対象の文章
>>>>

Q.肩こりって何ですか?
A.肩こりとは病名ではなく症状です。
首から肩、背中にかけて筋肉が緊張しだるさや重さ、疲労感や痛みなどの症状が生じることを指します。
肩こりに関連して頭痛や吐き気、手の痺れや冷え、不眠、食欲低下、抑うつなどの症状も併発することがありますので安易に捉えず早めに対策した方が良いでしょう。
Q.肩こりの原因とは?
A.肩こりの原因は姿勢不良、長時間の同じ姿勢、筋肉の使い過ぎ、運動不足、精神的なストレス、身体の冷えなどが挙げられます。
これらの何らかの原因で肩の筋肉が緊張すると血管が圧迫され血流が悪くなり疲労物質が溜まり痛みやこりなどの不快感が生じます。
これを放置していると更に筋肉が緊張し、こりを強くするという悪循環に陥り慢性化していきます。

<<<<

演習用データ
>>>>

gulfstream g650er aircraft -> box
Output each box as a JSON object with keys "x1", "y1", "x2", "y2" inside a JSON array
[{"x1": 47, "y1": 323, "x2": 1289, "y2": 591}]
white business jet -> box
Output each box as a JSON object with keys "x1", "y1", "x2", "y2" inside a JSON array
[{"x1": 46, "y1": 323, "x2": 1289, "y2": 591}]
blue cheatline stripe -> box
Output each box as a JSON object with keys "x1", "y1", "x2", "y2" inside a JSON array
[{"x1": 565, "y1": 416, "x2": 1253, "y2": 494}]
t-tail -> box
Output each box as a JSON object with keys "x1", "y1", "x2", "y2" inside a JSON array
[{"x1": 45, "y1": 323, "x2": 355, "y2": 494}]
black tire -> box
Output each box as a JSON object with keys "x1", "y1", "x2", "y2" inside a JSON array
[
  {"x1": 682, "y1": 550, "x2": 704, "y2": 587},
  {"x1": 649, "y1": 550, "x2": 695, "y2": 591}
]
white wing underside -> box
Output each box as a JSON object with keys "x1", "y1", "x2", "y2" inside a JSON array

<<<<

問題の説明
対象の文章のうち、「Q.肩こりって何ですか?」から始まり「Q.肩こりの原因とは?」までの部分を一字も変えずに書き写すこと。 記録は対象の文章とは別個の資料である。

解答
Q.肩こりって何ですか?
A.肩こりとは病名ではなく症状です。
首から肩、背中にかけて筋肉が緊張しだるさや重さ、疲労感や痛みなどの症状が生じることを指します。
肩こりに関連して頭痛や吐き気、手の痺れや冷え、不眠、食欲低下、抑うつなどの症状も併発することがありますので安易に捉えず早めに対策した方が良いでしょう。
Q.肩こりの原因とは?